Each record below should be returned exactly, with its pictures left out.

Natural-language object grounding data
"""

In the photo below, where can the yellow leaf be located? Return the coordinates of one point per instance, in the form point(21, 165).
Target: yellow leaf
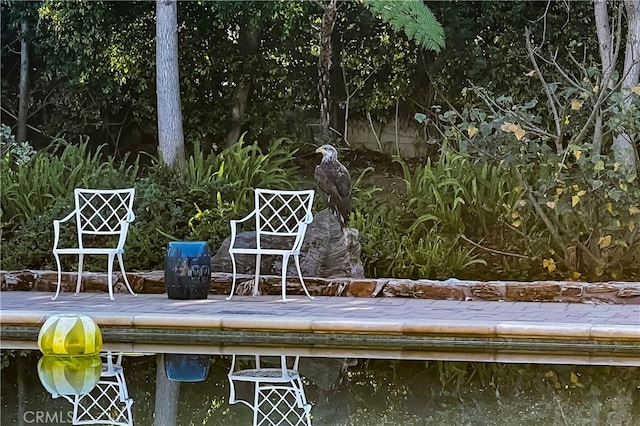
point(513, 128)
point(605, 241)
point(550, 264)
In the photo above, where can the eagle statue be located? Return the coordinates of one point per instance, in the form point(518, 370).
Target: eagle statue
point(334, 181)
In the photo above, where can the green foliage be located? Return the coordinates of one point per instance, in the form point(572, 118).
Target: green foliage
point(212, 224)
point(165, 200)
point(583, 203)
point(416, 235)
point(456, 193)
point(432, 256)
point(30, 245)
point(198, 201)
point(13, 154)
point(244, 167)
point(30, 189)
point(413, 18)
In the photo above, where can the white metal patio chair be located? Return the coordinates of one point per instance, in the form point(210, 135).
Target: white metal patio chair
point(277, 215)
point(108, 403)
point(278, 393)
point(101, 213)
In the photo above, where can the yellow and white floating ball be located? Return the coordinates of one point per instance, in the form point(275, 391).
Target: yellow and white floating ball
point(65, 375)
point(70, 334)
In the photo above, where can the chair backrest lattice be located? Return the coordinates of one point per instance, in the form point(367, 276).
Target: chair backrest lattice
point(103, 405)
point(282, 213)
point(103, 212)
point(280, 406)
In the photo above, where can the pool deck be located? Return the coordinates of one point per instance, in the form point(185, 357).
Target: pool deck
point(385, 327)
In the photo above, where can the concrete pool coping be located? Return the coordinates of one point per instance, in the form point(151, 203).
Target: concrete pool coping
point(398, 327)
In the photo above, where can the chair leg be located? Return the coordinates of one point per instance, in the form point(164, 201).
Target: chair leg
point(285, 266)
point(233, 282)
point(304, 287)
point(110, 276)
point(80, 266)
point(57, 257)
point(124, 274)
point(256, 281)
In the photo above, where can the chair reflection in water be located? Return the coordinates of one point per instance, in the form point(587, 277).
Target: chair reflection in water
point(109, 402)
point(278, 394)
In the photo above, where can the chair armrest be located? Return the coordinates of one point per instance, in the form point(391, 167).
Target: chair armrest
point(234, 222)
point(56, 227)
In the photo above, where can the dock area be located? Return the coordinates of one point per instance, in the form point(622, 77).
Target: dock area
point(383, 327)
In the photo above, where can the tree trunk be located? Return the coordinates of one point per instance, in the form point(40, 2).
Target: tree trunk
point(249, 44)
point(167, 396)
point(23, 110)
point(170, 132)
point(603, 30)
point(324, 67)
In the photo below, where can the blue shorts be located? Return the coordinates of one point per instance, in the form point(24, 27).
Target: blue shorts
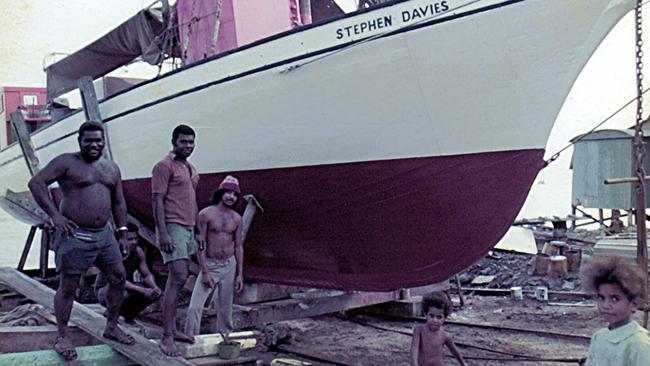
point(88, 246)
point(183, 239)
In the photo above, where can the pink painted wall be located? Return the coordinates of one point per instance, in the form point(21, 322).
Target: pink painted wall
point(257, 19)
point(12, 98)
point(241, 22)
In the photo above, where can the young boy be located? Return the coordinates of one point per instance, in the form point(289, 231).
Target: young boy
point(620, 292)
point(428, 339)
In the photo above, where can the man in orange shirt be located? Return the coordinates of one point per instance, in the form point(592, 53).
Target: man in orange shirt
point(173, 187)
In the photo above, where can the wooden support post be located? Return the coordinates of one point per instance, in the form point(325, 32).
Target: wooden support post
point(460, 293)
point(144, 352)
point(45, 247)
point(28, 246)
point(91, 109)
point(247, 218)
point(601, 221)
point(573, 217)
point(21, 133)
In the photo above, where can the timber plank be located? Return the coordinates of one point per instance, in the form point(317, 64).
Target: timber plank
point(100, 355)
point(144, 351)
point(41, 337)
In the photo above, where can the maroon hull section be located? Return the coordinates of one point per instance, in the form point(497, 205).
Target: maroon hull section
point(376, 225)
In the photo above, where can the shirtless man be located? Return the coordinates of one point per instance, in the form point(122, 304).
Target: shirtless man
point(137, 295)
point(91, 189)
point(220, 227)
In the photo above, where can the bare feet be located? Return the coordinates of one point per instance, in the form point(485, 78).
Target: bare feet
point(182, 337)
point(168, 346)
point(64, 347)
point(116, 334)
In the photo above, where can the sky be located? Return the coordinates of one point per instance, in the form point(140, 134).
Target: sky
point(35, 29)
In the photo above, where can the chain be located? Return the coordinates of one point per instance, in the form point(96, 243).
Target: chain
point(639, 148)
point(639, 152)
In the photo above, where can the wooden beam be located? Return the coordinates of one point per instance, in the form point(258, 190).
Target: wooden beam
point(91, 109)
point(26, 248)
point(100, 355)
point(274, 311)
point(216, 361)
point(21, 133)
point(143, 351)
point(22, 207)
point(208, 344)
point(35, 338)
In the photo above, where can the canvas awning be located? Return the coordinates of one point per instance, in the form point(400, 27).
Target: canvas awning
point(141, 35)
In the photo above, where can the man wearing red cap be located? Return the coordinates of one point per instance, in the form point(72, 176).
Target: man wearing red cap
point(221, 262)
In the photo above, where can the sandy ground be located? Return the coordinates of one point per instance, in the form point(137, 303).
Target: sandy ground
point(354, 338)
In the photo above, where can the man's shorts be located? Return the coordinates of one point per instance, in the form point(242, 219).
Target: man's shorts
point(184, 240)
point(88, 246)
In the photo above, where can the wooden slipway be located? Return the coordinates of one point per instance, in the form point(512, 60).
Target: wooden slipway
point(144, 351)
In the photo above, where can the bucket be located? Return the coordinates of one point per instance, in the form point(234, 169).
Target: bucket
point(553, 247)
point(574, 257)
point(558, 268)
point(540, 264)
point(229, 350)
point(541, 293)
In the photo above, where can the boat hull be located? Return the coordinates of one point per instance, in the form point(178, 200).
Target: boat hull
point(385, 158)
point(376, 225)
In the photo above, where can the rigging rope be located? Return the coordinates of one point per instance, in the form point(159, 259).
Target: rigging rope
point(557, 154)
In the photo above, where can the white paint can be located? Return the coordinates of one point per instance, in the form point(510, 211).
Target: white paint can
point(541, 293)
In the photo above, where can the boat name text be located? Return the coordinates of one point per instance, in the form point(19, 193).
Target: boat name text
point(366, 26)
point(407, 16)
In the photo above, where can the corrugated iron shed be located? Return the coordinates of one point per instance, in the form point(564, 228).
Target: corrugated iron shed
point(600, 155)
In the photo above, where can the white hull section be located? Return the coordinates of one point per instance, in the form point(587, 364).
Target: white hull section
point(487, 76)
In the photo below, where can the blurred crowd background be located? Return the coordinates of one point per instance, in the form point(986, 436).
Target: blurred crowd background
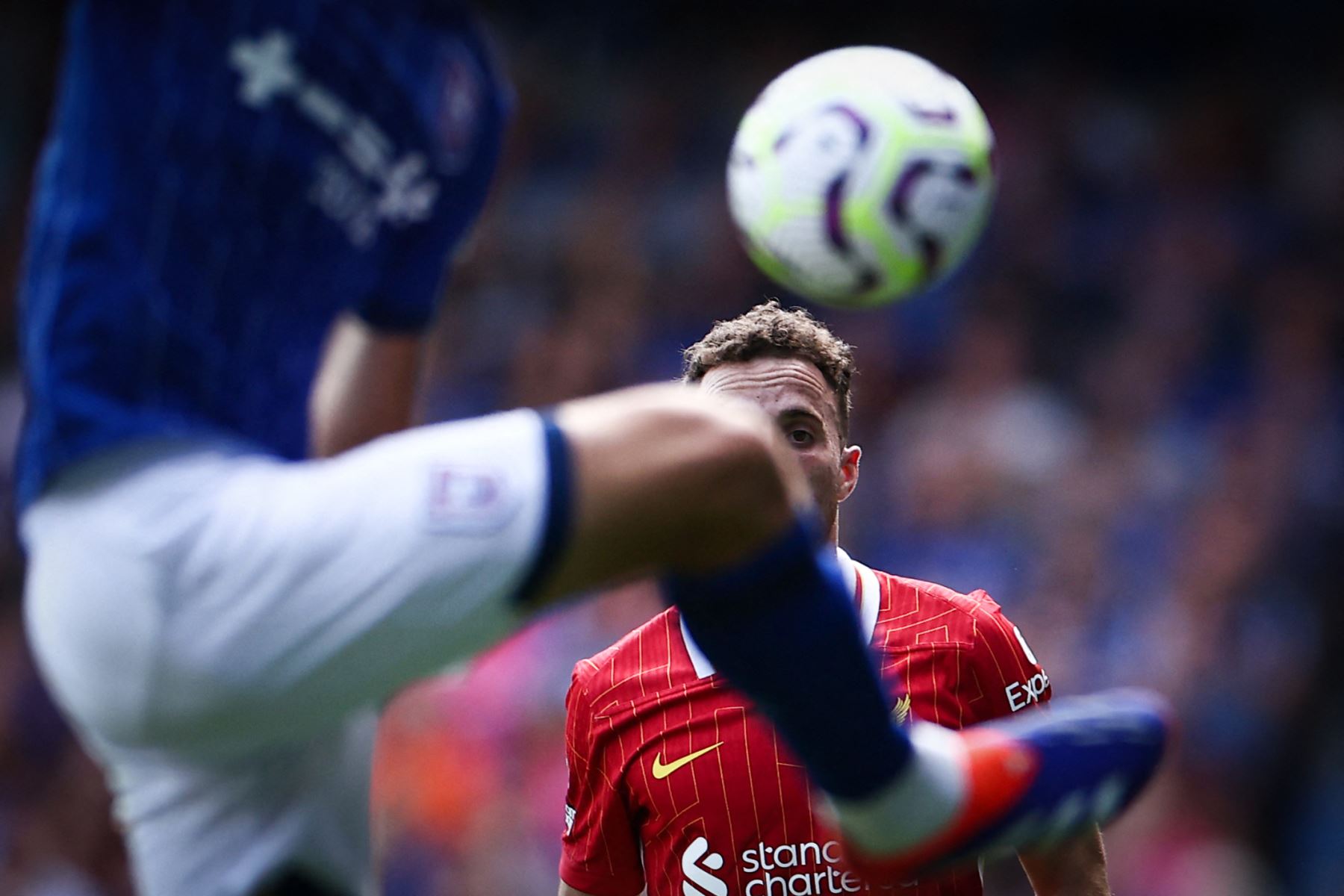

"""

__EXERCISE RESULT__
In the photo below, where can the yellow leaf be located? Return the coordinates of one point per instance, in the form point(21, 165).
Target: yellow leaf
point(513, 128)
point(605, 241)
point(550, 264)
In the photo above, where can the eagle statue be located? Return the coordinates of one point per instance, in the form point(518, 370).
Target: eagle statue
point(334, 181)
In the photo above, where can the green foliage be located? Return the coordinates of one point per instance, in the form point(572, 118).
Target: green foliage
point(212, 224)
point(165, 200)
point(583, 203)
point(416, 235)
point(456, 193)
point(432, 256)
point(30, 245)
point(198, 201)
point(13, 154)
point(244, 167)
point(30, 189)
point(413, 18)
In the photo above, where can the white metal patio chair be located? Return the coordinates of one point per instance, in the form point(210, 135).
Target: white metal patio chair
point(277, 215)
point(108, 403)
point(278, 393)
point(101, 213)
In the photo above, where can the yellow and white floating ball be located? Return the coordinates of one point per instance, in the form point(275, 391).
Target: yellow and white floating ball
point(65, 375)
point(70, 334)
In the photo above, where can the chair backrest lattice be located? Return the coordinates of one point per instance, in the form point(367, 276).
Target: chair backrest lattice
point(103, 405)
point(282, 213)
point(103, 212)
point(280, 406)
In the photo above, where can the pool deck be located? Return the coordinates of one point per instance, in the form point(185, 357).
Target: pool deck
point(385, 327)
In the photo above, where can the concrete pool coping be located? Return the coordinates of one point per instance, in the form point(151, 203).
Target: concrete pool coping
point(398, 327)
In the photo above, where can the chair leg be located? Return the coordinates of one point per instance, in the form point(164, 201).
Target: chair leg
point(285, 266)
point(233, 282)
point(304, 287)
point(110, 276)
point(80, 266)
point(57, 257)
point(124, 274)
point(256, 281)
In the photo above, where can the chair reflection in water be located? Return the coordinates of one point per instance, in the form point(587, 277).
Target: chair reflection in water
point(109, 402)
point(278, 394)
In the photo above, where can the chair armrest be located? Return the coordinates of one point per instance, in the form point(391, 167).
Target: chair armrest
point(234, 222)
point(56, 227)
In the photo above, where can the dock area be located? Return the coordinates of one point per instance, in the form point(622, 77).
Target: dock area
point(383, 327)
In the photo above, where can the tree trunk be located? Return the coordinates of one point per instance, in the form point(40, 2).
Target: tree trunk
point(249, 44)
point(167, 396)
point(23, 110)
point(170, 132)
point(603, 30)
point(324, 67)
In the photo below, where can the blue shorts be located? Return the coordinates of one point per instance, in the form point(24, 27).
Target: blue shorts
point(88, 246)
point(183, 239)
In the photo above, where can the pink painted wall be located? Return the coordinates of one point per instance, in the form point(21, 322).
Target: pink painted wall
point(257, 19)
point(12, 98)
point(241, 22)
In the photo above, where can the young boy be located? Return the coordinates of one point per instance, in the form point(289, 231).
Target: young boy
point(620, 292)
point(428, 339)
In the photo above, where can the man in orange shirt be located? Return the coordinates of one point per instance, in the form point(592, 53).
Target: man in orange shirt
point(173, 187)
In the photo above, where can the wooden support post be located? Return the coordinates of one point per instance, in the form point(325, 32).
Target: wooden support post
point(460, 293)
point(144, 352)
point(45, 247)
point(28, 246)
point(91, 109)
point(247, 218)
point(601, 221)
point(573, 217)
point(21, 133)
In the photo above, where can the timber plank be located? Return the coordinates of one point per instance, in the form point(317, 64).
Target: timber plank
point(100, 355)
point(144, 351)
point(41, 337)
In the photo above, where can the maroon hull section be located? Return the coordinates of one point per instance, in the form point(497, 205).
Target: maroon hull section
point(376, 225)
In the photo above, where can the shirtless man be located? Return the coordinates of one point per instance, in the form point(122, 304).
Target: shirtless man
point(137, 295)
point(91, 189)
point(220, 227)
In the photo above, where can the bare feet be located? Return the coordinates of one point per instance, in the form point(485, 78).
Target: bare feet
point(182, 337)
point(168, 346)
point(64, 347)
point(116, 334)
In the photo above, where can the sky be located? Return the coordinates of one point per instance, in the form point(140, 134).
Target: sky
point(35, 29)
In the photo above, where can the chain be located? Return the coordinates of one point per instance, in the form point(96, 243).
Target: chain
point(639, 148)
point(639, 152)
In the photo above, where can the wooden beam be located? Return the coordinates of one point per instance, in the form point(258, 190).
Target: wooden beam
point(91, 109)
point(26, 248)
point(100, 355)
point(274, 311)
point(216, 361)
point(21, 133)
point(143, 351)
point(22, 207)
point(208, 344)
point(35, 338)
In the photo above, where can the canvas awning be located? Return the coordinates of one point per instance, in the form point(400, 27).
Target: canvas awning
point(141, 35)
In the photo above, where can the man wearing red cap be located? Return the coordinates of one point per instance, in the form point(72, 176).
Target: man wearing red cap
point(221, 262)
In the photo above, where can the sandy ground be located? Return the coordinates of one point per instance, in the form point(137, 303).
Target: sandy ground
point(354, 338)
In the photo above, where can the man's shorts be located? Return the coordinates of one point per instance, in the form point(242, 219).
Target: man's shorts
point(184, 240)
point(88, 246)
In the photo above, where can the wooden slipway be located? Return the coordinates of one point per instance, in the form point(512, 60).
Target: wooden slipway
point(144, 351)
In the photo above, where can the bucket be located? Return the coordinates of one point per instance, in the form point(234, 169).
Target: bucket
point(553, 247)
point(574, 257)
point(558, 268)
point(540, 264)
point(229, 350)
point(541, 293)
In the photo above, where can the boat hull be located? Return the coordinates of one point per instance, in the form point(178, 200).
Target: boat hull
point(385, 158)
point(376, 225)
In the photo above, where can the rigging rope be located? Return the coordinates of one point per instance, in the form point(159, 259).
Target: rigging rope
point(557, 154)
In the photo above, where can the white paint can be located? Return the coordinates of one point per instance, in the form point(510, 211).
Target: white paint can
point(541, 293)
In the photo above, where can the boat name text be located? Return the coordinates of one point per instance, in the form point(19, 193).
Target: boat name text
point(366, 26)
point(407, 16)
In the photo above, where can the corrugated iron shed be located? Return the coordinates of one point per instance, in the form point(564, 228).
Target: corrugated iron shed
point(600, 155)
In the photo above, where can the white hull section be located? Return the coordinates of one point per instance, in the form point(587, 364).
Target: white hull section
point(487, 76)
In the photo below, where can the blurred crowd background be located? Return the coordinates of one point per instance, in the form point(986, 436).
Target: blurred crowd background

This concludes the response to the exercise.